---- Information given

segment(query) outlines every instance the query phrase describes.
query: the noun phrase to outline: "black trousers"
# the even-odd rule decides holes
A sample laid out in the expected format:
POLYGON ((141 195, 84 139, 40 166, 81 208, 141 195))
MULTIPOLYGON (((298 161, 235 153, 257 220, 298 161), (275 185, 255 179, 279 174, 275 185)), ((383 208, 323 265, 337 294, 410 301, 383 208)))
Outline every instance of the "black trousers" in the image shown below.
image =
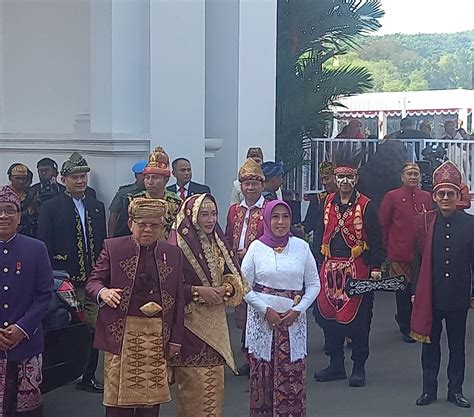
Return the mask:
POLYGON ((89 382, 91 379, 95 379, 95 371, 97 369, 97 365, 99 363, 99 351, 92 347, 92 343, 94 342, 94 332, 92 332, 91 337, 91 347, 89 350, 89 360, 87 361, 87 366, 82 376, 83 382, 89 382))
POLYGON ((321 316, 319 311, 314 312, 316 320, 323 328, 326 337, 326 351, 331 358, 331 364, 337 365, 344 362, 344 340, 346 336, 352 339, 351 359, 359 364, 365 363, 369 357, 369 334, 373 305, 373 293, 364 295, 356 317, 349 324, 327 320, 321 316))
POLYGON ((411 321, 411 284, 408 284, 405 291, 396 291, 395 300, 397 303, 397 323, 403 334, 410 334, 411 321))
POLYGON ((105 417, 158 417, 160 406, 147 408, 105 407, 105 417))
POLYGON ((448 390, 452 393, 462 392, 465 368, 466 319, 467 310, 433 310, 431 343, 423 343, 421 350, 423 392, 437 394, 441 362, 439 342, 443 330, 443 320, 446 323, 449 346, 448 390))

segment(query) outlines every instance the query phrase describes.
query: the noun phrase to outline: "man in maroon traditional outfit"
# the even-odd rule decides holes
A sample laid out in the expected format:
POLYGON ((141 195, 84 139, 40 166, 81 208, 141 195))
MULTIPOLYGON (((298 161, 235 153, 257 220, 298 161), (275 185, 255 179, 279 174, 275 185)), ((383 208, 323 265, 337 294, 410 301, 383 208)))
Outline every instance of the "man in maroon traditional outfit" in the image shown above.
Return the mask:
POLYGON ((349 385, 365 385, 365 362, 369 356, 369 332, 373 293, 349 298, 346 282, 380 279, 385 259, 376 209, 370 199, 359 193, 357 168, 362 159, 358 149, 341 145, 333 156, 338 192, 324 204, 321 253, 321 292, 317 298, 318 323, 324 328, 330 364, 314 374, 320 382, 346 378, 344 338, 352 339, 354 366, 349 385))
POLYGON ((101 306, 105 415, 157 417, 171 400, 166 358, 179 355, 184 332, 183 257, 158 241, 166 202, 135 198, 128 210, 132 236, 105 241, 86 294, 101 306))
POLYGON ((41 417, 43 327, 53 272, 43 242, 17 234, 21 203, 0 187, 0 416, 41 417))
MULTIPOLYGON (((261 165, 249 157, 239 170, 239 181, 244 199, 232 204, 227 212, 225 235, 237 259, 242 262, 249 245, 263 235, 263 210, 267 200, 263 196, 265 176, 261 165)), ((235 310, 235 321, 242 332, 242 346, 245 345, 245 322, 247 304, 243 302, 235 310)), ((239 375, 249 375, 250 366, 239 368, 239 375)))
POLYGON ((466 318, 474 307, 474 216, 456 208, 461 172, 447 161, 433 173, 433 200, 438 210, 417 218, 411 336, 423 342, 423 393, 416 404, 437 399, 443 320, 449 345, 448 401, 471 405, 462 393, 465 369, 466 318), (421 258, 421 259, 420 259, 421 258))
POLYGON ((379 210, 384 246, 390 261, 390 275, 404 275, 408 285, 395 292, 398 323, 403 341, 415 343, 410 336, 411 275, 413 244, 415 241, 415 217, 432 206, 430 193, 419 188, 420 167, 408 162, 401 173, 403 186, 385 194, 379 210))

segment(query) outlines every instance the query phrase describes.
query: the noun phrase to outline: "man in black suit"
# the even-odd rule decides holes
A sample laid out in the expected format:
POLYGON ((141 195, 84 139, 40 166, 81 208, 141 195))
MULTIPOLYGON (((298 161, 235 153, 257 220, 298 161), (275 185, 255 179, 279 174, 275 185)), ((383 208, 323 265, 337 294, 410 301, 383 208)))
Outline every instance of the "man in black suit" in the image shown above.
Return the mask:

--------

Assignment |
Retype every entry exactly as written, but omit the pictures.

Response to the exercise |
segment(query) outlines every instance the query phrase describes.
query: the noun phrase to outline: "black trousers"
# the even-odd rule decides holes
A sample laid out in the expected format:
POLYGON ((141 195, 84 139, 40 166, 81 208, 141 195))
MULTIPOLYGON (((298 161, 235 153, 257 220, 298 161), (275 185, 255 179, 279 174, 275 185)), ((383 208, 323 265, 337 294, 410 301, 383 208)))
Outline every instance of the "black trousers" in the image shown below.
image =
Return the mask:
POLYGON ((89 382, 91 379, 95 379, 95 371, 97 369, 97 365, 99 363, 99 351, 92 347, 92 343, 94 342, 94 332, 92 332, 91 337, 91 347, 89 350, 89 360, 87 361, 87 366, 82 376, 83 382, 89 382))
POLYGON ((321 316, 319 311, 314 312, 316 320, 323 328, 326 337, 326 351, 331 358, 331 364, 337 365, 344 362, 344 340, 346 336, 352 339, 351 359, 359 364, 365 363, 369 357, 369 334, 373 305, 373 293, 364 295, 356 317, 349 324, 327 320, 321 316))
POLYGON ((411 321, 411 284, 408 284, 405 291, 396 291, 395 300, 397 303, 397 323, 403 334, 410 334, 411 321))
POLYGON ((105 417, 158 417, 160 406, 147 408, 105 407, 105 417))
POLYGON ((448 390, 452 393, 462 392, 465 368, 466 319, 467 310, 433 310, 431 343, 423 343, 421 350, 423 392, 437 394, 441 362, 439 342, 443 330, 443 320, 446 323, 449 346, 448 390))

segment(query) outlines every instance the query phrase describes.
query: the noun phrase to outline: "man in maroon traditional outfit"
# the even-odd rule decides holes
A sample laid out in the expected format:
POLYGON ((141 195, 84 139, 40 166, 81 208, 141 195))
MULTIPOLYGON (((298 161, 235 153, 257 220, 298 161), (275 185, 255 179, 279 174, 275 185)), ((383 208, 323 265, 337 294, 410 301, 383 208)))
Outline every instance of the "man in maroon traditional outfit" in the image shown above.
Return the mask:
POLYGON ((349 385, 365 385, 365 362, 369 356, 369 332, 373 293, 349 298, 346 282, 380 279, 385 259, 376 209, 370 199, 359 193, 357 168, 362 159, 358 149, 341 145, 333 156, 338 192, 324 204, 321 253, 321 292, 317 298, 318 323, 324 328, 330 364, 314 374, 320 382, 346 378, 344 338, 352 339, 354 366, 349 385))
POLYGON ((101 306, 105 415, 157 417, 171 400, 166 358, 179 355, 184 332, 183 257, 158 241, 166 202, 135 198, 128 210, 132 236, 105 241, 86 294, 101 306))
POLYGON ((41 417, 43 327, 53 272, 43 242, 17 234, 21 203, 0 187, 0 416, 41 417))
MULTIPOLYGON (((261 165, 249 157, 239 170, 239 181, 244 199, 232 204, 227 212, 225 235, 237 259, 242 262, 249 245, 263 235, 263 210, 267 200, 263 196, 265 176, 261 165)), ((235 310, 235 321, 242 332, 242 346, 245 345, 245 322, 247 304, 243 302, 235 310)), ((239 375, 249 375, 250 366, 239 368, 239 375)))
POLYGON ((466 318, 474 307, 474 216, 456 208, 461 172, 447 161, 433 173, 433 200, 438 210, 417 218, 411 336, 423 342, 423 393, 416 404, 437 399, 443 320, 449 345, 448 401, 471 405, 462 393, 465 369, 466 318), (421 258, 421 259, 420 259, 421 258))
POLYGON ((379 210, 384 246, 390 261, 390 275, 404 275, 408 285, 395 292, 398 323, 403 341, 415 343, 410 336, 411 275, 413 244, 415 241, 415 217, 432 206, 430 193, 419 188, 420 167, 408 162, 401 173, 403 186, 385 194, 379 210))

segment(query) outlines every instance the query phrase describes.
query: the noun phrase to outline: "man in black suit"
# the even-odd rule decides holes
A sample laid out in the expected format:
POLYGON ((141 195, 84 139, 40 166, 81 208, 141 195))
MULTIPOLYGON (((298 161, 235 153, 257 220, 298 161), (275 185, 255 179, 279 174, 275 185)), ((383 208, 323 265, 337 294, 410 301, 383 208)))
Outline every instance of the "man in black suit" in the image shown above.
Return the mask:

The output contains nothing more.